━━ BRANO RIPORTATO

Ed è in uno degli «eredi» di Poe, a sua volta in grado di influenzare molto di quanto si è scritto in seguito, H. P. Lovecraft, che si ritrova sia l’attenzione per l’elemento marino che per il tema del mondo sommerso, spaventoso e segnato da una maledizione – come la città morta di R’lyeh, rinvenuta su di un’isola affiorata dal nulla, ne Il richiamo di Cthulhu (1928) -, ma anche l’idea che gli abissi possano rappresentare la sola possibilità di vita rimasta all’umanità. Temi che emergono in L’oceano di notte (1936), l’ultimo racconto scritto dall’autore di Providence poco prima della morte. «Ci sono uomini, anche sapienti, che non amano il mare e lo sciabordio delle onde sulle spiagge dorate – scrive Lovecraft -: ci giudicano strani, noi che amiamo il mistero dell’antico e infinito abisso. Ma per me negli umori dell’oceano c’è un fascino misterioso, indefinibile (…) È vasto e solitario, e tutte le cose sono nate dal suo grembo e vi torneranno. Nelle epoche remote del futuro nessuno abiterà sulla terra e il movimento non esisterà più, salvo nelle acque eterne». A questo si può aggiungere come gli «abitatori del profondo» descritti da Lovecraft negli anni Trenta abbiano plasmato per sempre l’immagine dell’ibrido tra l’uomo e i figli del mare: esseri anfibi dal corpo di uomo ma con teste che ricordano il cranio dei pesci, la schiena ricurva e attraversata da una cresta ossea, branchie palpitanti attorno al collo e arti lunghi dalle estremità palmate.

LONTANO DAL FASCINO spaventoso di questi anfibi antropomorfi si muove invece la grande stagione della fantascienza incarnata nel secondo dopoguerra da due dei maggiori protagonisti del genere, Isaac Asimov e Ray Bradbury. Lo sguardo è in questo caso rivolto decisamente altrove. Così mentre i protagonisti delle Cronache marziane (1950) che rivelarono il talento di Bradbury, «i coniugi K», marziani dalla pelle ambrata e gli occhi gialli, «vivevano da vent’anni presso il mare estinto e i loro avi avevano vissuto nella stessa casa, che girava su se stessa, seguendo il sole, come il fiore, da dieci secoli», Abissi d’acciaio (1954), tra i romanzi più celebri di Asimov, racconta la vita nelle metropoli sotterranee dove l’umanità si è rifugiata per sfuggire alle insidie della vita in superficie: città da milioni di abitanti che evocano, almeno come suggestione, gli abissi abitati di un tempo.

Un’immagine ispirata a “Il mondo sommerso” di James G. Ballard (1962)

Si dovrà attendere Il mondo sommerso (1962) di James G. Ballard, le cui opere avrebbero però indagato anche in seguito più le derive possibili dell’umanità che non il fascino, seppure minaccioso, del futuro, per incontrare gli scenari post apocalittici che dominano la science fiction dell’ultima stagione. In questo caso, il surriscaldamento terrestre è frutto di tempeste solari che hanno prodotto lo scioglimento dei ghiacci polari e un drammatico innalzamento delle acque a livello planetario. Ad una squadra di ricercatori che perlustra quel che resta di intere città sommerse appaiono «i sopravvissuti di una civiltà scomparsa, psicopatici, malnutriti», uomini che nuotano sotto la superficie subendo «la metamorfosi imposta dall’acqua: i loro corpi fluttuanti venivano trasformati in chimere baluginanti, simili a pulsanti esplosioni di pensiero in una giungla neuronica».

━━━━
━━ DATI DISPONIBILI

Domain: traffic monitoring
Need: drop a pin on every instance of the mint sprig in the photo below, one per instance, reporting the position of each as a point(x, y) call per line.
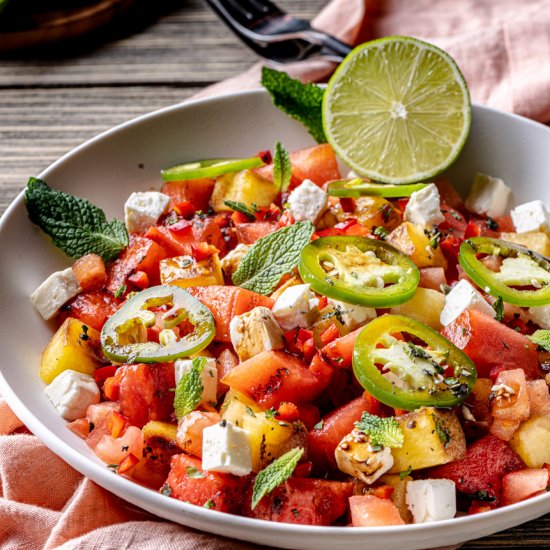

━━━━

▶ DESCRIZIONE ESERCIZIO
Puoi trascrivere senza alcuna modifica la parte del brano compresa tra «LONTANO DAL FASCINO» e «di un tempo.», estremi inclusi? I dati costituiscono materiale a sé, distinto dal brano.

▶ RISULTATO ATTESO
LONTANO DAL FASCINO spaventoso di questi anfibi antropomorfi si muove invece la grande stagione della fantascienza incarnata nel secondo dopoguerra da due dei maggiori protagonisti del genere, Isaac Asimov e Ray Bradbury. Lo sguardo è in questo caso rivolto decisamente altrove. Così mentre i protagonisti delle Cronache marziane (1950) che rivelarono il talento di Bradbury, «i coniugi K», marziani dalla pelle ambrata e gli occhi gialli, «vivevano da vent’anni presso il mare estinto e i loro avi avevano vissuto nella stessa casa, che girava su se stessa, seguendo il sole, come il fiore, da dieci secoli», Abissi d’acciaio (1954), tra i romanzi più celebri di Asimov, racconta la vita nelle metropoli sotterranee dove l’umanità si è rifugiata per sfuggire alle insidie della vita in superficie: città da milioni di abitanti che evocano, almeno come suggestione, gli abissi abitati di un tempo.